From the article on handling anger, write out word for word the passage that begins at "By: Chelsey Burnside" and stops after "his trucker hat.".

SELECTED PASSAGE:
# # # # # # #
How to Deal with Anger in 60 Seconds

How to temper that temper and get your chill back.

By: Chelsey Burnside

Let’s take it back 12 years (or, more appropriately, let’s go back; back to the beginning). The year was 2004, and the setting was a nightclub in Cabo San Lucas.

A teenaged Kristin Cavallari, clad in a denim skirt the size of a Pinkberry cup, is dancing atop a bar awash in a leprechaun-green glow. She wags her fingers in the direction of Sam, a character producers appear to have deemed too dull to say any actual words. Her on-again-off-again-on-again-off-again-on-again boyfriend, Stephen, watches from the wings, downing his seventeen-year-old sorrows in a Dixie cup of tequila.

“What the f*ck is your deal, bitch?” he slurs. “I can get so much better than you, I don’t even care.”

“Leave me alone!” shouts Kristin, her voice warbling like a woo-girl post-woo. She shoots Stephen an evil grin and drunkenly grinds up on Boring Sam, now sporting his trucker hat.

“SLUT!” Stephen hollers, pointing at the gyrating duo, their faces now vacuum-sealed together.

Meanwhile, LC boredly shimmies like only a white girl can.

I’ve been re-watching Laguna Beach, if you can’t tell. This glorious, hormone-fueled exchange exemplifies what not to do when it comes to anger management (read: scream, name-call, use passive-aggressive vernacular, and knock back tequila shots like they’re building the Great Wall of Mexico).

Whether you’re a Stephen (explosive and rage-y) or a Kristin (selfish and passive aggressive), here’s how to temper that temper and deal with anger.
# # # # # # #
Region pointing data:
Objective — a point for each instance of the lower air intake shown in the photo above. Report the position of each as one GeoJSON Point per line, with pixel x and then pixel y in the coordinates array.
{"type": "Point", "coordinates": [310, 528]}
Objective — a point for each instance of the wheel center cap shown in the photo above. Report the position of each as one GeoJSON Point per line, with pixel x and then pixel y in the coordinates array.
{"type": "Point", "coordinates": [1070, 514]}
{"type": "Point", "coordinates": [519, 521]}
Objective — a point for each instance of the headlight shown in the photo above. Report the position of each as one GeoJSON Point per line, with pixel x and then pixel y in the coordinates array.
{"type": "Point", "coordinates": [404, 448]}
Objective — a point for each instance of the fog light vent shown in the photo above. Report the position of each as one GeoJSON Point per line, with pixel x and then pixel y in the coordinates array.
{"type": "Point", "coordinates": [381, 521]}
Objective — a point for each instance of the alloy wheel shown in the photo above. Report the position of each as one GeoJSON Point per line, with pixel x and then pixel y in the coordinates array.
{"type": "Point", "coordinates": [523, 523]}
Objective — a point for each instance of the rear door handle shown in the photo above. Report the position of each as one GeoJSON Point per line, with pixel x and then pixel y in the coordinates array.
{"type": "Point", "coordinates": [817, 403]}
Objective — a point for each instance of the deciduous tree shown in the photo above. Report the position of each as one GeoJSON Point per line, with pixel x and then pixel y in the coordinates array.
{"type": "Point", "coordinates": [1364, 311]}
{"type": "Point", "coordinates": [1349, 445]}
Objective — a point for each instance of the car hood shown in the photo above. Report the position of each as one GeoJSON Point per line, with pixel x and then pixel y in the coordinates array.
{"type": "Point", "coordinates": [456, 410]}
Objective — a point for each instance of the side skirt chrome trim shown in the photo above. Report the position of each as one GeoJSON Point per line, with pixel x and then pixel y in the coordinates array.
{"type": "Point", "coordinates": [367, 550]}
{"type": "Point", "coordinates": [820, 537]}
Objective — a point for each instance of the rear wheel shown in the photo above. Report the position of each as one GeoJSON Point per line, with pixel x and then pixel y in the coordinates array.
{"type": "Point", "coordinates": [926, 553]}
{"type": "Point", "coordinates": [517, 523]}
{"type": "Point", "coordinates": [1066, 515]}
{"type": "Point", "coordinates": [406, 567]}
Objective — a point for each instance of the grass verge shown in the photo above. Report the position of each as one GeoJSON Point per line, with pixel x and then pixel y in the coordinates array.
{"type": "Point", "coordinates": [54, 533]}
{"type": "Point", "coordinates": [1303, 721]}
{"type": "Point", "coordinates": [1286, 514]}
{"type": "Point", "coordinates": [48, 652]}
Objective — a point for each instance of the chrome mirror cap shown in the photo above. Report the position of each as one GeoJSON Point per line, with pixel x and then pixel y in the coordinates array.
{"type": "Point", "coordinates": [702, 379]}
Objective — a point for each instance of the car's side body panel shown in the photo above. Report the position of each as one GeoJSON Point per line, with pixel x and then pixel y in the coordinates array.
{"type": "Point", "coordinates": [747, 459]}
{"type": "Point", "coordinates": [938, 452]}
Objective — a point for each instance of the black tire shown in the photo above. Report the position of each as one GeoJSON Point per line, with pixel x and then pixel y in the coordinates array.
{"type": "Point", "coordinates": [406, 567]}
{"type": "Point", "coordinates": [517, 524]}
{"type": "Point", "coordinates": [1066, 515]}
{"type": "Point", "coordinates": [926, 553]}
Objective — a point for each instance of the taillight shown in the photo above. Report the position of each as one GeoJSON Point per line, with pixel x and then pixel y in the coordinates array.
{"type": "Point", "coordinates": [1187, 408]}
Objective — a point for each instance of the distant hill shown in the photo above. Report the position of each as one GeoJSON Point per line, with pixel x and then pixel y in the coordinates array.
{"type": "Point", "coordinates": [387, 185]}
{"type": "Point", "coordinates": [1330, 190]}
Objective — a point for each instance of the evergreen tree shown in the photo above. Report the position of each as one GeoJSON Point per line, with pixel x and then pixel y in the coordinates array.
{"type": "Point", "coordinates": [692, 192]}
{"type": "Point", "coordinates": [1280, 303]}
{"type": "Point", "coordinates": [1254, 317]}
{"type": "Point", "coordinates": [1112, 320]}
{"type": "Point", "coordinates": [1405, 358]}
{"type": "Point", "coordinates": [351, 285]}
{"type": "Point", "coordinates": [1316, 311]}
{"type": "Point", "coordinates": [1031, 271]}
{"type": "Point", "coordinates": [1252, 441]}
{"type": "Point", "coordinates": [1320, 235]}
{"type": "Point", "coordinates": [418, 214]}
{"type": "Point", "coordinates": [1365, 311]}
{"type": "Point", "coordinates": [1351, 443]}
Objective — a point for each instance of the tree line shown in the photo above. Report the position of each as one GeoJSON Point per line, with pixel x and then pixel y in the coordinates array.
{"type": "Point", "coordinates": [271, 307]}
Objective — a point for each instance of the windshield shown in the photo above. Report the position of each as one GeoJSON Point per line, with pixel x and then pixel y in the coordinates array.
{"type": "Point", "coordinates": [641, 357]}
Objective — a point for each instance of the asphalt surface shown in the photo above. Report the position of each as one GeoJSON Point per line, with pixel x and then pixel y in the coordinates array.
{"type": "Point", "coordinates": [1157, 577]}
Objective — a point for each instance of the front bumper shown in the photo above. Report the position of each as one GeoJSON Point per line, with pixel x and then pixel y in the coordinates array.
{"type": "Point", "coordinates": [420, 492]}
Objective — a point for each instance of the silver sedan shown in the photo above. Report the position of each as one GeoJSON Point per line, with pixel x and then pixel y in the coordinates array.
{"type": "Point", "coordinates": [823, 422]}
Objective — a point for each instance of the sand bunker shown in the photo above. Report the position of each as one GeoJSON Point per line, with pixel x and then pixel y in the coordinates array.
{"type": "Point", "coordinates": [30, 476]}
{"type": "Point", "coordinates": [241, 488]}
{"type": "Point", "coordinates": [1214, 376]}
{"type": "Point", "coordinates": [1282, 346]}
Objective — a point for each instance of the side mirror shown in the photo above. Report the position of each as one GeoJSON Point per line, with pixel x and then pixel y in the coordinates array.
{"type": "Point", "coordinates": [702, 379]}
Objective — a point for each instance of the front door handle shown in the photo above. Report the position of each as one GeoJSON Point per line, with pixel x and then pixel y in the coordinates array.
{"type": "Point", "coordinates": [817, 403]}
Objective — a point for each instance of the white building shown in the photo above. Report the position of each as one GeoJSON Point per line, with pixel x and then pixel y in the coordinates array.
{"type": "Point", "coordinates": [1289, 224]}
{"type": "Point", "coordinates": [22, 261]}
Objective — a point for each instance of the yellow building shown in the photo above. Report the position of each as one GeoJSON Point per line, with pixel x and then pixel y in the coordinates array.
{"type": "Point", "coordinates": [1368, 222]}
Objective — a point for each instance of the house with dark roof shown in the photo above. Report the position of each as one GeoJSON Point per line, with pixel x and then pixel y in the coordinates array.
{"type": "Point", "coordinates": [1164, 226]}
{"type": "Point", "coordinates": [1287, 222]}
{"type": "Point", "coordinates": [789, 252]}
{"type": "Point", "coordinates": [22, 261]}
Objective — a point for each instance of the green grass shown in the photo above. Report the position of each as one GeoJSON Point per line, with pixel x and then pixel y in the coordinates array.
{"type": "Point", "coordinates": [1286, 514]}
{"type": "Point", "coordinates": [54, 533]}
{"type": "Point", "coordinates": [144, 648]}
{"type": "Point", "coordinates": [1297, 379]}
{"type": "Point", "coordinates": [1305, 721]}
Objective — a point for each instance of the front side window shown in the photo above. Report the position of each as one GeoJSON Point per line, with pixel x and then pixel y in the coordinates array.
# # # # # # #
RESPONSE TO THIS EXERCISE:
By: Chelsey Burnside

Let’s take it back 12 years (or, more appropriately, let’s go back; back to the beginning). The year was 2004, and the setting was a nightclub in Cabo San Lucas.

A teenaged Kristin Cavallari, clad in a denim skirt the size of a Pinkberry cup, is dancing atop a bar awash in a leprechaun-green glow. She wags her fingers in the direction of Sam, a character producers appear to have deemed too dull to say any actual words. Her on-again-off-again-on-again-off-again-on-again boyfriend, Stephen, watches from the wings, downing his seventeen-year-old sorrows in a Dixie cup of tequila.

“What the f*ck is your deal, bitch?” he slurs. “I can get so much better than you, I don’t even care.”

“Leave me alone!” shouts Kristin, her voice warbling like a woo-girl post-woo. She shoots Stephen an evil grin and drunkenly grinds up on Boring Sam, now sporting his trucker hat.